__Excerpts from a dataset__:
----------------
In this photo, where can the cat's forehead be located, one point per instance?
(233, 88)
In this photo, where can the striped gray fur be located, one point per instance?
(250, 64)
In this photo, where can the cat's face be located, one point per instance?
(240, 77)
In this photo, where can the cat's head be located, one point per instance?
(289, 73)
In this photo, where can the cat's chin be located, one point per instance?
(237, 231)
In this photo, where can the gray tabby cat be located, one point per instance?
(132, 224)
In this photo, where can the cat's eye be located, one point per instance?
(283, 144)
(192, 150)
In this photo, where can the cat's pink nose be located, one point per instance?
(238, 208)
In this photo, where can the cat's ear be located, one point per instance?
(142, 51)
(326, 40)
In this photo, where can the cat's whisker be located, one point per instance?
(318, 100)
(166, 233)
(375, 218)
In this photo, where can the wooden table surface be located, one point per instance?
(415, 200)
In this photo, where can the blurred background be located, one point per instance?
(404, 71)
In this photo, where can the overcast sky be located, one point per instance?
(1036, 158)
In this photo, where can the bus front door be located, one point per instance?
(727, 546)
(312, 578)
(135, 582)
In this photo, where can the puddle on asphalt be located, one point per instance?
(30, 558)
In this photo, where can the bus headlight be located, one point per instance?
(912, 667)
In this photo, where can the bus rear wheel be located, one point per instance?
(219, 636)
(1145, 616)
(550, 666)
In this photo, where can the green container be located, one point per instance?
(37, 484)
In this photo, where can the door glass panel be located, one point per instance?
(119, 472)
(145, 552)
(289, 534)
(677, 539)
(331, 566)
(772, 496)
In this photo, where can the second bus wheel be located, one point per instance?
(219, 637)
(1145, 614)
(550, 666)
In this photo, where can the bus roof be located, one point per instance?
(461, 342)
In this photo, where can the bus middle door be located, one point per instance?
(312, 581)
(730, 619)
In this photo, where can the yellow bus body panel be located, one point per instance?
----------------
__WHAT YOU ARE ASKED TO DO__: Repeat all the lines above, keeping them exactly as they are.

__ANSWER SECTION__:
In this photo, where can the cat's forehead be located, one point per instance?
(233, 88)
In this photo, where can the striped gray fur be located, one point per instance?
(250, 64)
In this photo, where can the cat's face be located, one point per instance?
(240, 77)
In this photo, where can the cat's head be located, one point per instance?
(289, 73)
In this photo, where can the cat's chin be located, one point per instance?
(237, 231)
In this photo, where can the gray tabby cat be located, one point per instance?
(132, 224)
In this photo, where can the cat's eye be located, one point per instance?
(283, 144)
(192, 150)
In this photo, where can the cat's pink nose be located, one point per instance?
(238, 208)
In this photo, where can the cat's ear be located, one point per instance?
(142, 51)
(326, 40)
In this photo, where can the cat's whisker be located, one point per instance?
(318, 100)
(166, 233)
(375, 218)
In this photo, where can the wooden table surface be located, one point per instance?
(415, 200)
In this photo, where can the blurred background be located, one point per instance?
(404, 71)
In this photo, where can the overcast sky be located, one point per instance?
(1036, 158)
In this photo, where can the bus front door be located, one point per instance?
(727, 546)
(312, 578)
(135, 582)
In this photo, where can the puddle on asphalt be located, one point per instance?
(30, 558)
In this photo, where can the bus headlight be located, one point per instance?
(912, 667)
In this photo, where can the bus rear wheel be located, one point per instance?
(219, 636)
(1145, 616)
(550, 666)
In this photo, where can the green container be located, one point per instance?
(37, 484)
In this photo, where can the door glass panel be located, one point per instance?
(119, 472)
(145, 552)
(289, 534)
(677, 539)
(331, 566)
(772, 496)
In this photo, where can the second bus wheel be located, one point per instance?
(219, 637)
(1145, 614)
(550, 666)
In this photo, where can the bus roof be located, one point per instance?
(461, 342)
In this photo, where can the bus middle door be located, one point per instance?
(312, 581)
(730, 619)
In this photo, where can the yellow bus body panel be located, one point per instance?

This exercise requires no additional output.